>> start Extracted text

2. i honestly love that my birthday is on the ides of march because the ides of march meme shitposting is only a thing on tumblr but it also being my birthday makes it easier to like. be excited about the ides of march outside of tumblr. like even in person i can be like “it’s my birthday! i’m an ides of march babe (:” and if someone is like oh what’s that? or if they say something along the lines of oh like julius caesar? i can be like yep!! and even if it’s a small thing outside of tumblr it brings me immense enjoyment and amusement being able to bring it up off of tumblr
3. transportation situation has been very rough since june 2023 when i totalled my car, my gap insurance are being assholes and i ended up putting my foot down on the phone with them yesterday which i’m pretty proud of because i am NOT a confrontational person (something i’ve been working on this past year, so seeing some improvement with my ability to hold my ground and not be a pushover yesterday was very cool!!) i was told i’d get a response from them by friday next week no matter what, and if i don’t then friday of next week i will continue to wreak havoc upon them. but my moms car which i’ve been using since my accident broke down yesterday, hopefully it’s fixable but my parents were saying it might be done for, so trying to think of how i’m gonna get to work next week is kind of stressing me out lmao, but for now i’m just gonna focus on enjoying my birthday the best i can because i don’t want to start off being 24 with an overwhelming anxiety for something that won’t be a potential issue until monday. plus i already messaged my boss today to let her know that i’m going to do everything i can to make it work out but just so she’s in the loop and knows of the potential of me not being able to make my morning shifts (one of my coworkers said she’s more than happy to give me a ride for our afternoon shifts which does help relieve some of the stress!) and i told her i’d let her know for sure sunday so that if necessary she can have time to figure out someone to fill in for me in the mornings!
overall: life is weird and i ended being 23 yesterday with a shitty situation but a positive outlook and i am going to enjoy my first day of being 24 no matter what because honestly i fucking earned it. happy friday everyone, i hope it’s a good day for you and me both!

>> end Extracted text
>> start Provided information

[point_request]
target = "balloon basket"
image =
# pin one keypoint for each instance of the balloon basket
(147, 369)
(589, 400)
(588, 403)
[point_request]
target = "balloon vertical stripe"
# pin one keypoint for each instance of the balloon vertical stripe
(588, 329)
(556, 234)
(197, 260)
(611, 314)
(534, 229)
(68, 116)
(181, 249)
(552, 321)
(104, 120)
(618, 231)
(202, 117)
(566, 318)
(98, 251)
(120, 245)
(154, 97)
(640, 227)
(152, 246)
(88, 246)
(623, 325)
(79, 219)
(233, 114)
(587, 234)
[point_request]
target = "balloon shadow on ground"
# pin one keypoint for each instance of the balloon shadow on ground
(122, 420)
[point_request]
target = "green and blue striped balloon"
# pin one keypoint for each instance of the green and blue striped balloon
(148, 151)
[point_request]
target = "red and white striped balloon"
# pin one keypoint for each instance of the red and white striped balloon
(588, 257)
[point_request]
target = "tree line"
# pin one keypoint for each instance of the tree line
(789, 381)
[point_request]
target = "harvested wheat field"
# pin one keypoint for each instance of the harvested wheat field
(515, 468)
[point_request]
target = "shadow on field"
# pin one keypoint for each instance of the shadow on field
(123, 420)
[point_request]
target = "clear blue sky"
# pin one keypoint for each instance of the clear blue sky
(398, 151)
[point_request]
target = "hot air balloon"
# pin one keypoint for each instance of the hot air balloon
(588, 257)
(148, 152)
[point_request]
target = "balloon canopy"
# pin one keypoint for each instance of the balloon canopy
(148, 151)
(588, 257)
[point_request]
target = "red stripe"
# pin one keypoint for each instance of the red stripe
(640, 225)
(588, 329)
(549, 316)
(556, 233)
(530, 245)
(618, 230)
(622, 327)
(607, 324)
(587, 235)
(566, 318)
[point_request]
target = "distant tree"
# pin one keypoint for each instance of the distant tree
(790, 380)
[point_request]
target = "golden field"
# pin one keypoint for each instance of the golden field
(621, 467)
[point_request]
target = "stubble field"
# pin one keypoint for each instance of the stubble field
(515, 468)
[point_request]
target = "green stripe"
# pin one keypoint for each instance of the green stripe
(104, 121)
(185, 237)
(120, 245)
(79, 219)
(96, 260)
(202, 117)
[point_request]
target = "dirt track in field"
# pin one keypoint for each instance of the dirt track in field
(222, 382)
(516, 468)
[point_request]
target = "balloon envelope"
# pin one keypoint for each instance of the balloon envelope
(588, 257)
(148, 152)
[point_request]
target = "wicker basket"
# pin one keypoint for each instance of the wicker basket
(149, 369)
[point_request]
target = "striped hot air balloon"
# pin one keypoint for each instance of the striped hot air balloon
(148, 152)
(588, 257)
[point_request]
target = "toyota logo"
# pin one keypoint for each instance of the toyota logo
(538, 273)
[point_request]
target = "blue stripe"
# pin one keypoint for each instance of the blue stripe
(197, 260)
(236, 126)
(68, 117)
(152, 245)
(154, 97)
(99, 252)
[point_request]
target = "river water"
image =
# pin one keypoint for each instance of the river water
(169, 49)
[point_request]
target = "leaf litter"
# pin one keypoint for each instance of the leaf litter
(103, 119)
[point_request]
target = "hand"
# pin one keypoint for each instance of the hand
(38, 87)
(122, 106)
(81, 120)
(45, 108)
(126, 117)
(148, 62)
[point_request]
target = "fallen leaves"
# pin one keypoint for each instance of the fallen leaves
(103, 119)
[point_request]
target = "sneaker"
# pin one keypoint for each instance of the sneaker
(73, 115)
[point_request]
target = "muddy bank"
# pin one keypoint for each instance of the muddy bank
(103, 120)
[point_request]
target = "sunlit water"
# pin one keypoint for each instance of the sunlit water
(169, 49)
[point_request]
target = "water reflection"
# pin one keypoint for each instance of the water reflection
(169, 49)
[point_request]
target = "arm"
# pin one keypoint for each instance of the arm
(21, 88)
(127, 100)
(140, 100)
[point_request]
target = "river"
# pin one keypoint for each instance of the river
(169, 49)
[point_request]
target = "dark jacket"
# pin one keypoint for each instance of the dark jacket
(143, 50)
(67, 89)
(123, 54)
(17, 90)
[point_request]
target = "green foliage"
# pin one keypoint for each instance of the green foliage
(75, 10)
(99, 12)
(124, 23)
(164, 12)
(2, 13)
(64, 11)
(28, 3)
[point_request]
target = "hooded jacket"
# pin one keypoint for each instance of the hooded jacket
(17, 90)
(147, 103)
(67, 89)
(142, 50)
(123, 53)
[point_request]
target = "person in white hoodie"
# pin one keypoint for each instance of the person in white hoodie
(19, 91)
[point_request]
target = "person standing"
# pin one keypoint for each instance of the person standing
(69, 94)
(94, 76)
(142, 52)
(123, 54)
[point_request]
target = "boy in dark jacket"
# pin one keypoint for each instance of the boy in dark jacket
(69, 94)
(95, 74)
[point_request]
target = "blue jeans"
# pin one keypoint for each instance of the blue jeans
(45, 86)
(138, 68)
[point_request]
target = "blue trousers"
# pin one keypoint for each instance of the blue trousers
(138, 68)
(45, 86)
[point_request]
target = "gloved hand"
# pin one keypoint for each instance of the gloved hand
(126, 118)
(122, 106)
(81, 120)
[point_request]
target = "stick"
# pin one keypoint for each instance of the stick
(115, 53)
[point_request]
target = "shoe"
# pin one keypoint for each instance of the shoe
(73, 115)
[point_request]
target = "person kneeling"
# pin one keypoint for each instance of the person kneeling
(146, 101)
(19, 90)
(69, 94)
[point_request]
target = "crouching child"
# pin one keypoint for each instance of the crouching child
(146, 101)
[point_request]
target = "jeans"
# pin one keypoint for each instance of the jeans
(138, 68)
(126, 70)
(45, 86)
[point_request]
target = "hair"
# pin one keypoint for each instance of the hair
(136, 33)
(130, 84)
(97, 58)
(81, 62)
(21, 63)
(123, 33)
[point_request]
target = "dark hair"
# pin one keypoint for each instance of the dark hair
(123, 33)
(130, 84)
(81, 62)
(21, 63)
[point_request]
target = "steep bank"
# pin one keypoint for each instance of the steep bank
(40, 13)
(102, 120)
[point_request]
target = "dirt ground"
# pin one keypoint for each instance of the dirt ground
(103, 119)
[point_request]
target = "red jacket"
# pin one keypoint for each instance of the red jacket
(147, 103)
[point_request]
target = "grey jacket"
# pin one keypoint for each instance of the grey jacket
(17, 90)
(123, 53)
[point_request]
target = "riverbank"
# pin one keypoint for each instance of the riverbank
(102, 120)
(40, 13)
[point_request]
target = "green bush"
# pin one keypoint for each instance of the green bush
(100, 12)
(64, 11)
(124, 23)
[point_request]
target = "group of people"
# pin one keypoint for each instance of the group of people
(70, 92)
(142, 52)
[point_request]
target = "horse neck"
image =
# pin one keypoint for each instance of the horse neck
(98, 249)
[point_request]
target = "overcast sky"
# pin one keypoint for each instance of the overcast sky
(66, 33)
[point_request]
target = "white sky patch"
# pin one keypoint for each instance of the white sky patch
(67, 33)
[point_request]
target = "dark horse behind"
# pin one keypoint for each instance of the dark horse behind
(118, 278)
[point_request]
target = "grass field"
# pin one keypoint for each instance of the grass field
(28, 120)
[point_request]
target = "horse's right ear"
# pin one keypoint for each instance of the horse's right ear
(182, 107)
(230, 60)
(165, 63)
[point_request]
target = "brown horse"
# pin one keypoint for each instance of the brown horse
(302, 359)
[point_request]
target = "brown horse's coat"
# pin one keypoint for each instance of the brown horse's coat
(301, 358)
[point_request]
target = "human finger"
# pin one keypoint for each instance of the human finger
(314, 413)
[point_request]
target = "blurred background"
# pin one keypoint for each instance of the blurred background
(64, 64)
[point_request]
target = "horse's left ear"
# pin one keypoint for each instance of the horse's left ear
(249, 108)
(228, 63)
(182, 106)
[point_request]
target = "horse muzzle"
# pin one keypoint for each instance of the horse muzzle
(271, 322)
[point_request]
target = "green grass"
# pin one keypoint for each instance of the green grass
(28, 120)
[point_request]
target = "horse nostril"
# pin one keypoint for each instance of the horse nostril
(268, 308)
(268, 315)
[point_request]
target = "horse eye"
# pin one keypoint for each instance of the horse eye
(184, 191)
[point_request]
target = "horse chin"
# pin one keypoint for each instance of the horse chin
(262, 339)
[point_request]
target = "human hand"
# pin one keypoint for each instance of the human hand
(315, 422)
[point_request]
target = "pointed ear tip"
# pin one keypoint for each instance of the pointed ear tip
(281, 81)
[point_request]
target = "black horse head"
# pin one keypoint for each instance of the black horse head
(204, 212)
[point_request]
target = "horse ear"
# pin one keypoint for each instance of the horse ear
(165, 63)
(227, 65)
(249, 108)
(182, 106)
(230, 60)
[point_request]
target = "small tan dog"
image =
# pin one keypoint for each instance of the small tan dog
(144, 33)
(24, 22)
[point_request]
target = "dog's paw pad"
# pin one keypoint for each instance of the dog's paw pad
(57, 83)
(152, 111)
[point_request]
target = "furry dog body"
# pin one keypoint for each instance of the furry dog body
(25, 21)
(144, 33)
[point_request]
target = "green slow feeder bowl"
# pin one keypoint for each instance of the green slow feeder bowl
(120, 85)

>> end Provided information

According to the birthday post, when was the writer's car totaled? The rows are separate material and aren't connected to the birthday post.

June 2023.